◆ DO THIS: Express the lines of the entries below as a JSON list of strings, one string per line with blank lines left out. Begin with the line that contains "point: city skyline" and continue through the line that contains "column 865, row 310", including both of those lines and nothing outside them.

[Stored records]
◆ ◆ ◆ ◆ ◆
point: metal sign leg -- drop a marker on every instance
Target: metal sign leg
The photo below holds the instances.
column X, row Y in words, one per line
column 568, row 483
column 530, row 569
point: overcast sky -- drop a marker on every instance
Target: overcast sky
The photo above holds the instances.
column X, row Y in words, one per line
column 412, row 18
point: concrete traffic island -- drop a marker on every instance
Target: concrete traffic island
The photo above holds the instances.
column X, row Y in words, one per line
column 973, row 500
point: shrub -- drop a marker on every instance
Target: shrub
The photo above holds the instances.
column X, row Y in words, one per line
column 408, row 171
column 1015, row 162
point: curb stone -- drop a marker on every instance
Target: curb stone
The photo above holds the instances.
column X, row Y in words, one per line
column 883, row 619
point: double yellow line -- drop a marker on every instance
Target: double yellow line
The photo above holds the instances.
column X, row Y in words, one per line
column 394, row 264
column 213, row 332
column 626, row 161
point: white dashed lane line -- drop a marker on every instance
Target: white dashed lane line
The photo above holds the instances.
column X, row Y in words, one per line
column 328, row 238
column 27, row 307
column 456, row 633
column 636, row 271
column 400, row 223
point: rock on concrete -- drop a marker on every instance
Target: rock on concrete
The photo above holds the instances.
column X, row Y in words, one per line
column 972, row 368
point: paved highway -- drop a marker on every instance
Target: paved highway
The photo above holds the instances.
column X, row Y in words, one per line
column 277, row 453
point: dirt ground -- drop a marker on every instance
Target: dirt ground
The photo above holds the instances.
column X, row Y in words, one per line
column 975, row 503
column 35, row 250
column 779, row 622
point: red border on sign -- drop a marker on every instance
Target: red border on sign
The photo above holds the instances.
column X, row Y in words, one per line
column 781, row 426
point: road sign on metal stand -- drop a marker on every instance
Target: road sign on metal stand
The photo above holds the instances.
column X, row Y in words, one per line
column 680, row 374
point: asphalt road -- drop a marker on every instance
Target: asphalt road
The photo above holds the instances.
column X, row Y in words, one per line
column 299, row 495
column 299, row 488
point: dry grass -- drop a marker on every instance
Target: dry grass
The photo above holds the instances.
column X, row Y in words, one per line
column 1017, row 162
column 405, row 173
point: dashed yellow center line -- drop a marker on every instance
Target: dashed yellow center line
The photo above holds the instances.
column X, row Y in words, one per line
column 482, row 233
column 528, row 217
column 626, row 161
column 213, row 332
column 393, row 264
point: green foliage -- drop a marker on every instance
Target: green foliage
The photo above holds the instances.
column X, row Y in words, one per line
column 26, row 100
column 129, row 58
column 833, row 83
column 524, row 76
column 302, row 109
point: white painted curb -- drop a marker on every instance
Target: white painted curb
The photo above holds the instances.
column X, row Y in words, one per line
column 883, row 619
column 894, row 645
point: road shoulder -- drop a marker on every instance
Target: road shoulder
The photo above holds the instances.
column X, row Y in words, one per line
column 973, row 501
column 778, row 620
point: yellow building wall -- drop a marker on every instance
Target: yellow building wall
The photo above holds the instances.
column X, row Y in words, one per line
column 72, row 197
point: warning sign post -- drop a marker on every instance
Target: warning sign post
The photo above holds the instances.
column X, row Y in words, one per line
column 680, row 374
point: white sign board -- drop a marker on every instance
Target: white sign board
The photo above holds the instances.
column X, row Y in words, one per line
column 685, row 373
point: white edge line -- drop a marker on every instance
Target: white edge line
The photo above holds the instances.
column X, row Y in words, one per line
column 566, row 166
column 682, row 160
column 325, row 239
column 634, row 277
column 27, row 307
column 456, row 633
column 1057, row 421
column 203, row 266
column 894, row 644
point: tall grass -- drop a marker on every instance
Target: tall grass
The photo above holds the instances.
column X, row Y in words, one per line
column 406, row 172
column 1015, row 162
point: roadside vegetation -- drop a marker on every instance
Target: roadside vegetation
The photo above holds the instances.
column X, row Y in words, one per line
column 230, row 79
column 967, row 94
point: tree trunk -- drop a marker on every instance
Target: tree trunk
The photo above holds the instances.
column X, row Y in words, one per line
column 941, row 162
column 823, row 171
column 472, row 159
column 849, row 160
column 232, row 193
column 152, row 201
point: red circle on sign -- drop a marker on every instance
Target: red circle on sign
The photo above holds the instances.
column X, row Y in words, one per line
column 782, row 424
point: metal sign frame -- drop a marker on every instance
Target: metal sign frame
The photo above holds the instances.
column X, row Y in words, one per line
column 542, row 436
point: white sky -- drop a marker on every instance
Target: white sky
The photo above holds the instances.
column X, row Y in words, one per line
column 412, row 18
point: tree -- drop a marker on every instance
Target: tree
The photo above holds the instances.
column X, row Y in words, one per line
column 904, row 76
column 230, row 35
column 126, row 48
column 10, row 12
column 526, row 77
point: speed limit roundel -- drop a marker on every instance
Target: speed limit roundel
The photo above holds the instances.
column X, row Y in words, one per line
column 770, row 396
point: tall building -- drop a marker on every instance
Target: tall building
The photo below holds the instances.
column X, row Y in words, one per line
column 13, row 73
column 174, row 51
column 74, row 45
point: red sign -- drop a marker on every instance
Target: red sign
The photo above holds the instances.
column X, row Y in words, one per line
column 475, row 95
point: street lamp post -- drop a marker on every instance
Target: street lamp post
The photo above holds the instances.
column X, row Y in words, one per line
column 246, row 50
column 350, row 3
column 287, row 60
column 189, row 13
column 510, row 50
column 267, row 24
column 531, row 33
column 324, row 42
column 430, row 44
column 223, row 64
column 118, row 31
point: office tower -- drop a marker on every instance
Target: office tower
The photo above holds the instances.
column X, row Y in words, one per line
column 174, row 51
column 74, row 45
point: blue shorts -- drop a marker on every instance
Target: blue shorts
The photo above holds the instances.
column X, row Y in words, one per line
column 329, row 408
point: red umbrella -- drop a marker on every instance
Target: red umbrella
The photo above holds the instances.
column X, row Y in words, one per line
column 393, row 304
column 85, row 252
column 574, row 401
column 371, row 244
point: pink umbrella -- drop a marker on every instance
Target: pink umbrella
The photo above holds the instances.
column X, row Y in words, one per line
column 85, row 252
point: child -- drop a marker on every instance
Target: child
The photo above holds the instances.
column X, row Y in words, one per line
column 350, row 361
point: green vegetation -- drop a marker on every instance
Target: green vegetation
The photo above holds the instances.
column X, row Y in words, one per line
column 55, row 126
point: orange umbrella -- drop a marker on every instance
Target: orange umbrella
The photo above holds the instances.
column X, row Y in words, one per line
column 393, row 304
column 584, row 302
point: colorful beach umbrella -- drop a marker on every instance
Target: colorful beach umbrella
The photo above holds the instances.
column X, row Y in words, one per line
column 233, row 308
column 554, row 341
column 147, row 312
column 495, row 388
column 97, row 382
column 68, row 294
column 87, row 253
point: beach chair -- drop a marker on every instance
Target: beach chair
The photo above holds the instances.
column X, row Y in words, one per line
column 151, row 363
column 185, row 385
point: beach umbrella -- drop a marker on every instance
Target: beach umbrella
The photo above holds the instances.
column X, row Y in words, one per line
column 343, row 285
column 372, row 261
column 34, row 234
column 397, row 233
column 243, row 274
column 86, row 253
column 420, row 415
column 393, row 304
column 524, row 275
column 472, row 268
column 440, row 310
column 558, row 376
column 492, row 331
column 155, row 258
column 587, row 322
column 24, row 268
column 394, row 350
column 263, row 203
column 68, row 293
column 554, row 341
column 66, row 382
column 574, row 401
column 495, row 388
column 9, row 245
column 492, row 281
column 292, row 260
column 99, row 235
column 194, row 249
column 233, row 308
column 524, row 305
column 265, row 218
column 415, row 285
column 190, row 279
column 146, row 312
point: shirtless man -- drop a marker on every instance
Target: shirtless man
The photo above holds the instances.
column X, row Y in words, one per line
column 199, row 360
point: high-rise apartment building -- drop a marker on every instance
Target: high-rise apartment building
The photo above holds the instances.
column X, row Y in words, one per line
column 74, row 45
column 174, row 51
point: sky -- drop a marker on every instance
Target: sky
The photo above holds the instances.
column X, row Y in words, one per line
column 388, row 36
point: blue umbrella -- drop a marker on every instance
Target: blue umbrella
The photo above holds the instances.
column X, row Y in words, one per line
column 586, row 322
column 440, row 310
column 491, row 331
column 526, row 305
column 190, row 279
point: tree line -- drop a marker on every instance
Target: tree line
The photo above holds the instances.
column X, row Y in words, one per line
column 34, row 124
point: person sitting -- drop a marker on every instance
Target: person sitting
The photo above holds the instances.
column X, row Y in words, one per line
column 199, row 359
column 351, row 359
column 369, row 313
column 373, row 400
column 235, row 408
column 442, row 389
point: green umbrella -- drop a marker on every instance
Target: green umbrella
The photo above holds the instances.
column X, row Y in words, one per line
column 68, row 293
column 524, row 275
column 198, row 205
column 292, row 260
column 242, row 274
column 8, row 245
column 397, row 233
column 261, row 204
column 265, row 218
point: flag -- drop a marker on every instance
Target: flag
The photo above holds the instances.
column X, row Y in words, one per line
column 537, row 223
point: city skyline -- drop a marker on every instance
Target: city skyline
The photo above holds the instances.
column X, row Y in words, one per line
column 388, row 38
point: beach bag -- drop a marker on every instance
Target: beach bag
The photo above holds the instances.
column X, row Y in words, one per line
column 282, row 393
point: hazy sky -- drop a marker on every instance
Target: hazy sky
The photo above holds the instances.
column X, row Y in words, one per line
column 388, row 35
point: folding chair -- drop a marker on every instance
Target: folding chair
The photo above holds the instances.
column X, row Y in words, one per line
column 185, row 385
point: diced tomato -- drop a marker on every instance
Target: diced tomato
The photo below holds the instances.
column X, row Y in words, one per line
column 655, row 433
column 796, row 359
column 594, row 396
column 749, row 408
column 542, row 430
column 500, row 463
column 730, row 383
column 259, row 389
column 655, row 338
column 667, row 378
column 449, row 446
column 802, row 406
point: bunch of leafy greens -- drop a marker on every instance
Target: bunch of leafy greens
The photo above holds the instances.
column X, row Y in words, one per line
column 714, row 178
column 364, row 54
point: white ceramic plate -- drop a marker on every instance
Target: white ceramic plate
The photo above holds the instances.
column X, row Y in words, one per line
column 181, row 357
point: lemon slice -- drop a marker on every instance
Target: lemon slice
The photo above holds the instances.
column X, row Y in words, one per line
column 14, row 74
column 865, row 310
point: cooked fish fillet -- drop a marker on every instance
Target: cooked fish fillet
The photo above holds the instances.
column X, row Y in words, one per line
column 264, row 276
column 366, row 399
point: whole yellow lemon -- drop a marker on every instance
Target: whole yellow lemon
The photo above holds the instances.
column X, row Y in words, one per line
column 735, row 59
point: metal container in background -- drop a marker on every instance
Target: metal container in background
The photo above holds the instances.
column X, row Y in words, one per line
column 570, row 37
◆ ◆ ◆ ◆ ◆
◆ WRITTEN RESPONSE:
[
  "point: city skyline -- drop a marker on every instance",
  "Target: city skyline",
  "The photo above holds the instances.",
  "column X, row Y in words, one per line",
  "column 388, row 38",
  "point: beach bag -- drop a marker on every instance",
  "Target: beach bag",
  "The photo above holds the instances.",
  "column X, row Y in words, one per line",
  "column 282, row 393",
  "point: hazy sky -- drop a marker on every instance",
  "Target: hazy sky",
  "The photo above holds the instances.",
  "column X, row Y in words, one per line",
  "column 388, row 35",
  "point: folding chair -- drop a marker on every instance",
  "Target: folding chair",
  "The photo above holds the instances.",
  "column X, row Y in words, one per line",
  "column 185, row 385",
  "point: diced tomato -- drop a marker on every instance",
  "Target: diced tomato",
  "The photo below holds the instances.",
  "column X, row Y in words, one per line",
  "column 655, row 433",
  "column 796, row 359",
  "column 594, row 396",
  "column 749, row 408",
  "column 542, row 430",
  "column 500, row 463",
  "column 730, row 383",
  "column 259, row 389",
  "column 655, row 338",
  "column 667, row 378",
  "column 449, row 446",
  "column 802, row 406",
  "point: bunch of leafy greens -- drop a marker on every instance",
  "Target: bunch of leafy greens",
  "The photo above holds the instances.",
  "column X, row Y in words, one per line",
  "column 714, row 178",
  "column 364, row 54",
  "point: white ceramic plate -- drop a marker on every instance",
  "Target: white ceramic plate",
  "The photo above holds the instances.",
  "column X, row Y in words, one per line",
  "column 181, row 357",
  "point: lemon slice -- drop a marker on every instance",
  "Target: lemon slice",
  "The photo above holds the instances.",
  "column X, row Y in words, one per line",
  "column 14, row 74",
  "column 865, row 310"
]